**TASK TO COMPLETE**:
Retyping the data exactly is the task. Include every line.
↓
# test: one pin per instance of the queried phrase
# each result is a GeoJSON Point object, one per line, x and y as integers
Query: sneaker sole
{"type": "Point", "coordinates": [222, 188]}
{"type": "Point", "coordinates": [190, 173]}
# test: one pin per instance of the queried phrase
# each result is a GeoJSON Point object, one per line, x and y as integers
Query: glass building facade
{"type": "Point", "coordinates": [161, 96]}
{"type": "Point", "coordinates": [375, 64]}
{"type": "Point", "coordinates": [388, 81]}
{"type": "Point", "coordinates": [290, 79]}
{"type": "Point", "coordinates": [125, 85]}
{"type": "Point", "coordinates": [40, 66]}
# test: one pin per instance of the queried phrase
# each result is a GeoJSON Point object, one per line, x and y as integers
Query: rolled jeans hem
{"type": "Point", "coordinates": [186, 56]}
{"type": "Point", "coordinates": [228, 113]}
↑
**WORKED SOLUTION**:
# test: one pin per instance of the queried phrase
# each result is a GeoJSON Point object, one per line, x and y as integers
Query: sneaker sole
{"type": "Point", "coordinates": [222, 188]}
{"type": "Point", "coordinates": [190, 173]}
# test: one pin per instance of the queried phrase
# each result is a GeoJSON Point object, one per line, x and y as integers
Query: glass building facade
{"type": "Point", "coordinates": [161, 96]}
{"type": "Point", "coordinates": [375, 64]}
{"type": "Point", "coordinates": [388, 81]}
{"type": "Point", "coordinates": [290, 79]}
{"type": "Point", "coordinates": [125, 85]}
{"type": "Point", "coordinates": [40, 66]}
# test: one pin per instance of the queried phrase
# each result is a GeoJSON Point object, one per line, x and y as integers
Query: rolled jeans hem
{"type": "Point", "coordinates": [186, 56]}
{"type": "Point", "coordinates": [228, 113]}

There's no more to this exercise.